-- begin DATA FOR THE TASK --

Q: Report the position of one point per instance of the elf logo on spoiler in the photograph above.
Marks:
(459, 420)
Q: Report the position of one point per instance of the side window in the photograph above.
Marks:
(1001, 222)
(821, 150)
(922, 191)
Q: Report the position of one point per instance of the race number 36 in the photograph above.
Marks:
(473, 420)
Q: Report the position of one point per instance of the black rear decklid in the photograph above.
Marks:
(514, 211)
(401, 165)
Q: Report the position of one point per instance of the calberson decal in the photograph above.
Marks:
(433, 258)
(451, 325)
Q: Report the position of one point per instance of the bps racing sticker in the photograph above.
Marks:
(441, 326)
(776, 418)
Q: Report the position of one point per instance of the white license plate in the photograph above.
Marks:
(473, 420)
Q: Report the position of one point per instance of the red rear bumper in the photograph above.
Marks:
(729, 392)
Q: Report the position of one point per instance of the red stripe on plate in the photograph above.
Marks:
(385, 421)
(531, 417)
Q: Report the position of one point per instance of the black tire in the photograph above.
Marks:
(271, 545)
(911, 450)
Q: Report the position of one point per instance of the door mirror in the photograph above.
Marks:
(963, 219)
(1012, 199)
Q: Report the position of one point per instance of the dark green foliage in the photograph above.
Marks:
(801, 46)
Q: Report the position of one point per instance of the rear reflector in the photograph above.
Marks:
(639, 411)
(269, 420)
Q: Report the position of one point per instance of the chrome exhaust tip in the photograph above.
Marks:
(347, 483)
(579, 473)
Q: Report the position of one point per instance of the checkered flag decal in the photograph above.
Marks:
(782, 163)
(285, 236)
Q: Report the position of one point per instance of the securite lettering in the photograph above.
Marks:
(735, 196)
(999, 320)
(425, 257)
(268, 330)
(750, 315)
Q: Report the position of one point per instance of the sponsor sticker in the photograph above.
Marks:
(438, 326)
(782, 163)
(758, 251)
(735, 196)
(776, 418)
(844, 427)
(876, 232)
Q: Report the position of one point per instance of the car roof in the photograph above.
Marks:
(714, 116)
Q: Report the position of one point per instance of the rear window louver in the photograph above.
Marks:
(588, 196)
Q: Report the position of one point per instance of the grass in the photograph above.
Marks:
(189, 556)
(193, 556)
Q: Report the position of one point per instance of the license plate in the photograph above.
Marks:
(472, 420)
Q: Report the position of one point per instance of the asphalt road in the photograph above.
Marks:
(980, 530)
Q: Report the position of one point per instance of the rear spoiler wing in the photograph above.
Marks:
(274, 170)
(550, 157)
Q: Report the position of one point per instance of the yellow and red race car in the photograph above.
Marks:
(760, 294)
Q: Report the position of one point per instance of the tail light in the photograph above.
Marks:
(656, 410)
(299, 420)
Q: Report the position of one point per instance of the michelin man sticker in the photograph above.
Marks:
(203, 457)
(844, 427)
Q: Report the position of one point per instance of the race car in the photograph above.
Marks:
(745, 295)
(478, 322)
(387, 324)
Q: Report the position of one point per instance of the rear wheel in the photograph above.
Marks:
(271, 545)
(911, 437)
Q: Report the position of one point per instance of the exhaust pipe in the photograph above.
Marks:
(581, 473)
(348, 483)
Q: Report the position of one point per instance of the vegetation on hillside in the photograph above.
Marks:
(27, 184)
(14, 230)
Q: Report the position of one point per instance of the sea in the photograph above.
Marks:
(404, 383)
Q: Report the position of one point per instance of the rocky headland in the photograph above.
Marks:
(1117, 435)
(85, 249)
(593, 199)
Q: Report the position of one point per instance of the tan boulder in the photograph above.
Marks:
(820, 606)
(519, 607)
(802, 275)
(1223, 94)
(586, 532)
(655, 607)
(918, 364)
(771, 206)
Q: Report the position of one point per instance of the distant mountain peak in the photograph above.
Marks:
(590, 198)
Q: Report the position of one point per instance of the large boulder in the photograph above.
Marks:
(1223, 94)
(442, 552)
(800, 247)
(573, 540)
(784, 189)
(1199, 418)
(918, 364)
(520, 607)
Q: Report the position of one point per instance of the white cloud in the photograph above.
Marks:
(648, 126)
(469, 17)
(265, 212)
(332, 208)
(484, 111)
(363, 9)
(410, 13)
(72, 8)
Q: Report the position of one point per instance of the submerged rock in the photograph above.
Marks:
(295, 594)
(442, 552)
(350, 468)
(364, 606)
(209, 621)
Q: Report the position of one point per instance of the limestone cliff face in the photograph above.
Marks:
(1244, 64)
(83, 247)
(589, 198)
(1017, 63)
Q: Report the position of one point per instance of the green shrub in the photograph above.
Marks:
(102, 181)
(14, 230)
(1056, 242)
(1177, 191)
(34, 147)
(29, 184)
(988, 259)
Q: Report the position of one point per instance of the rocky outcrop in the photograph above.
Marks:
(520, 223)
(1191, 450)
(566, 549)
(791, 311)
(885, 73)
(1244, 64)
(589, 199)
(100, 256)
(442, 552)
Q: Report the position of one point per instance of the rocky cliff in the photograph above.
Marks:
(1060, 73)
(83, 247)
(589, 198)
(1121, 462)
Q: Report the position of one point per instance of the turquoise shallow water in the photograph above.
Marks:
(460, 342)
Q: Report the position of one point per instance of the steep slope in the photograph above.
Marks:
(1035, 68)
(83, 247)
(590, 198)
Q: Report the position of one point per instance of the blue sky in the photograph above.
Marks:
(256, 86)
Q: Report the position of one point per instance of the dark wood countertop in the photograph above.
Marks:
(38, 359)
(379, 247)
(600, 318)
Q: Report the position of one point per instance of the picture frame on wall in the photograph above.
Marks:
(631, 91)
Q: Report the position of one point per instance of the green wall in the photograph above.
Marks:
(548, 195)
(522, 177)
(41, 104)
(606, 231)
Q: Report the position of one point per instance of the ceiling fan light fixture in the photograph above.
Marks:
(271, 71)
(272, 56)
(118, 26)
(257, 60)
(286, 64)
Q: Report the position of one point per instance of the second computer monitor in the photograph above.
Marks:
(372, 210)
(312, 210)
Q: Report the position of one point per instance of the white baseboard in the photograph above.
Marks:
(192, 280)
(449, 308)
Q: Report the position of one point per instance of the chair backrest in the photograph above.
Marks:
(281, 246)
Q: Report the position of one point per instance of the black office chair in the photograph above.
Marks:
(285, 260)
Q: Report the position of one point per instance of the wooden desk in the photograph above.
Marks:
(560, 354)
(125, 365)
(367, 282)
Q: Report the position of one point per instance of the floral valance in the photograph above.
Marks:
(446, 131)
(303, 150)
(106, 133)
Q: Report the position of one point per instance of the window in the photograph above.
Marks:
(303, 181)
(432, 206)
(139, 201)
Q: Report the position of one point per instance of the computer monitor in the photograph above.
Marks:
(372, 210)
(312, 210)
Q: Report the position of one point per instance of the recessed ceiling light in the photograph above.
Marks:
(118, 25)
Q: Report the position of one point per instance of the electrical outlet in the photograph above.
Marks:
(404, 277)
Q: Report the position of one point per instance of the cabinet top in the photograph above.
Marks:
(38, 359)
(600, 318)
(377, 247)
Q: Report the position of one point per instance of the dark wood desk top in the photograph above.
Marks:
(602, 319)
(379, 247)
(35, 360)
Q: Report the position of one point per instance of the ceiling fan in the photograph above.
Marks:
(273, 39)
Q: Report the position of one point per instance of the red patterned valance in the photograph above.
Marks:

-- end DATA FOR THE TASK --

WHAT YOU ARE ASKED TO DO | Convert all the rows above into a JSON list of strings, with one string per line and blank lines left out.

THE COMPLETED TASK |
[
  "Q: Report the position of one point per instance of the elf logo on spoiler in the photograph above.",
  "Marks:",
  "(459, 420)",
  "Q: Report the position of one point per instance of the side window in the photograph above.",
  "Marks:",
  "(1001, 222)",
  "(821, 150)",
  "(922, 191)",
  "Q: Report the position of one point per instance of the race number 36 in the photograph above.",
  "Marks:",
  "(473, 420)",
  "Q: Report the position of one point per instance of the black rear decklid in the photograph above.",
  "Marks:",
  "(514, 211)",
  "(401, 165)",
  "Q: Report the position of one point per instance of the calberson decal in the photograph above.",
  "Marks:",
  "(433, 258)",
  "(451, 325)",
  "Q: Report the position of one point per instance of the bps racing sticker in the photograph above.",
  "Marks:",
  "(441, 326)",
  "(776, 418)",
  "Q: Report the position of one point per instance of the white license plate in the photograph above.",
  "Marks:",
  "(473, 420)",
  "Q: Report the position of one point per instance of the red rear bumper in the photograph above.",
  "Marks:",
  "(729, 392)",
  "Q: Report the position of one point per instance of the red stripe on plate in the photograph above.",
  "Marks:",
  "(385, 421)",
  "(531, 417)",
  "Q: Report the position of one point per instance of the black tire in the photograph above.",
  "Marks:",
  "(271, 545)",
  "(911, 450)",
  "Q: Report the position of one point per instance of the door mirror in the photograph above.",
  "Marks:",
  "(963, 219)",
  "(1012, 199)",
  "Q: Report the position of one point per instance of the dark green foliage in the photograph above.",
  "Marks:",
  "(801, 46)",
  "Q: Report the position of one point per instance of the rear reflector in the photograph above.",
  "Marks:",
  "(639, 411)",
  "(269, 420)",
  "Q: Report the position of one point per instance of the chrome exhaust tip in the photograph above.",
  "Marks:",
  "(347, 483)",
  "(579, 473)",
  "Q: Report the position of one point per instance of the checkered flag decal in the photograph above.",
  "Marks:",
  "(782, 163)",
  "(285, 236)",
  "Q: Report the position of one point per instance of the securite lettering in the photograph above.",
  "Marks:",
  "(735, 196)",
  "(999, 320)",
  "(425, 257)",
  "(268, 330)",
  "(750, 315)",
  "Q: Report the position of one point per instance of the sponsor sticker in the photograph above.",
  "Marks:",
  "(438, 326)",
  "(782, 163)",
  "(758, 251)",
  "(735, 196)",
  "(776, 418)",
  "(844, 427)",
  "(876, 232)",
  "Q: Report the position of one point per instance of the car roof in the photograph above.",
  "Marks:",
  "(714, 116)",
  "Q: Report the position of one point per instance of the rear window louver in the photograph above.",
  "Marks:",
  "(588, 196)",
  "Q: Report the position of one point per instance of the grass in the photograph above.",
  "Marks:",
  "(189, 556)",
  "(193, 556)",
  "Q: Report the position of one point per instance of the license plate in the photograph above.",
  "Marks:",
  "(472, 420)",
  "Q: Report the position of one point per instance of the asphalt road in the photograph above.",
  "Marks:",
  "(980, 530)",
  "Q: Report the position of one point per instance of the rear spoiler wing in the photograph above.",
  "Marks:",
  "(274, 170)",
  "(550, 157)",
  "Q: Report the position of one point per instance of the yellow and red race car in the photograph above.",
  "Marks:",
  "(760, 294)",
  "Q: Report the position of one point per instance of the tail light in the photograph above.",
  "Marks:",
  "(656, 410)",
  "(299, 420)",
  "Q: Report the position of one point per instance of the michelin man sticker in the photograph above.",
  "Marks:",
  "(203, 457)",
  "(844, 427)",
  "Q: Report the position of one point per instance of the race car in the photograph above.",
  "Marks:",
  "(745, 295)",
  "(478, 322)",
  "(387, 324)",
  "Q: Report the position of one point per instance of the rear wheel in the photograph above.",
  "Marks:",
  "(271, 545)",
  "(911, 437)",
  "Q: Report the position of one point per instance of the exhaust pipe in the photograph above.",
  "Marks:",
  "(581, 473)",
  "(348, 483)",
  "Q: Report the position of one point per instance of the vegetation on hillside in the photograph above.",
  "Marks:",
  "(27, 184)",
  "(14, 230)",
  "Q: Report the position of one point per instance of the sea in the photograph above.",
  "Marks:",
  "(404, 383)",
  "Q: Report the position of one point per instance of the rocky headland in the photograph above.",
  "Marks:",
  "(1117, 435)",
  "(85, 249)",
  "(593, 199)",
  "Q: Report the position of one point per instance of the tan boulder in the photograph above.",
  "Marks:",
  "(820, 606)",
  "(519, 607)",
  "(802, 275)",
  "(1223, 94)",
  "(586, 532)",
  "(655, 607)",
  "(918, 364)",
  "(771, 206)",
  "Q: Report the position of one point per instance of the distant mountain peak in the photograph above.",
  "Marks:",
  "(590, 198)",
  "Q: Report the position of one point per instance of the large boulder in the photograph above.",
  "Marks:",
  "(1223, 94)",
  "(442, 552)",
  "(800, 247)",
  "(573, 540)",
  "(784, 189)",
  "(1199, 418)",
  "(918, 364)",
  "(520, 607)",
  "Q: Report the position of one point per instance of the white cloud in the photograph above.",
  "Marks:",
  "(648, 126)",
  "(469, 17)",
  "(265, 212)",
  "(332, 208)",
  "(484, 111)",
  "(363, 9)",
  "(410, 13)",
  "(72, 8)",
  "Q: Report the position of one point per instance of the submerged rock in the photograph above.",
  "Marks:",
  "(295, 594)",
  "(442, 552)",
  "(350, 468)",
  "(364, 606)",
  "(209, 621)",
  "Q: Report the position of one point per instance of the limestone cliff face in the photograph above.",
  "Marks:",
  "(1244, 64)",
  "(83, 247)",
  "(589, 198)",
  "(1017, 63)",
  "Q: Report the position of one point per instance of the green shrub in the photograph above.",
  "Marks:",
  "(102, 181)",
  "(14, 230)",
  "(1056, 242)",
  "(1177, 191)",
  "(34, 147)",
  "(29, 184)",
  "(988, 259)",
  "Q: Report the position of one point per instance of the rocky outcrop in the photograph above.",
  "Marks:",
  "(520, 223)",
  "(1191, 450)",
  "(566, 549)",
  "(791, 311)",
  "(885, 73)",
  "(1244, 64)",
  "(589, 199)",
  "(100, 256)",
  "(442, 552)",
  "Q: Report the position of one point per instance of the rocky cliff in the photograph above.",
  "Marks:",
  "(1060, 73)",
  "(83, 247)",
  "(589, 198)",
  "(1121, 462)",
  "Q: Report the position of one point per instance of the turquoise shallow water in the photograph above.",
  "Marks:",
  "(460, 342)",
  "Q: Report the position of one point per instance of the steep slope in the photograph above.",
  "Marks:",
  "(1035, 68)",
  "(83, 247)",
  "(590, 198)",
  "Q: Report the position of one point per instance of the blue sky in the photograph above.",
  "Marks:",
  "(256, 86)",
  "Q: Report the position of one point per instance of the dark wood countertop in the photograph above.",
  "Marks:",
  "(38, 359)",
  "(379, 247)",
  "(600, 318)",
  "Q: Report the position of one point per instance of the picture frame on wall in the photograph above.",
  "Marks:",
  "(631, 91)",
  "Q: Report the position of one point per instance of the green wall in the photograph above.",
  "Marks:",
  "(548, 195)",
  "(522, 177)",
  "(41, 104)",
  "(606, 231)",
  "Q: Report the position of one point per instance of the ceiling fan light fixture in the photograph above.",
  "Marks:",
  "(271, 71)",
  "(272, 56)",
  "(118, 26)",
  "(257, 60)",
  "(286, 64)",
  "Q: Report the position of one point per instance of the second computer monitor in the photograph above.",
  "Marks:",
  "(372, 210)",
  "(312, 210)",
  "Q: Report the position of one point per instance of the white baseboard in the photograph above.",
  "Marks:",
  "(192, 280)",
  "(449, 308)",
  "Q: Report the position of one point per instance of the chair backrest in the photograph above.",
  "Marks:",
  "(281, 246)",
  "Q: Report the position of one point per instance of the black office chair in the photograph above.",
  "Marks:",
  "(285, 260)",
  "Q: Report the position of one point per instance of the wooden desk in the photograph above.",
  "Marks:",
  "(560, 354)",
  "(125, 365)",
  "(367, 282)",
  "Q: Report the position of one point per instance of the floral valance in the photograph above.",
  "Marks:",
  "(446, 131)",
  "(303, 150)",
  "(106, 133)",
  "Q: Report the position of one point per instance of the window in the photograph above.",
  "Marks:",
  "(303, 181)",
  "(432, 206)",
  "(139, 201)",
  "Q: Report the position of one point per instance of the computer monitor in the photograph above.",
  "Marks:",
  "(372, 210)",
  "(312, 210)",
  "Q: Report the position of one point per instance of the recessed ceiling light in the photograph above.",
  "Marks:",
  "(118, 25)",
  "Q: Report the position of one point per instance of the electrical outlet in the photograph above.",
  "Marks:",
  "(404, 277)",
  "Q: Report the position of one point per instance of the cabinet top in the photograph above.",
  "Marks:",
  "(38, 359)",
  "(600, 318)",
  "(377, 247)",
  "Q: Report the position of one point per instance of the dark wood desk top in the photograph above.",
  "Marks:",
  "(602, 319)",
  "(379, 247)",
  "(35, 360)",
  "Q: Report the position of one point per instance of the ceiling fan in the photograph above.",
  "Marks:",
  "(273, 39)",
  "Q: Report the position of one point per instance of the red patterned valance in the photograph above.",
  "Marks:"
]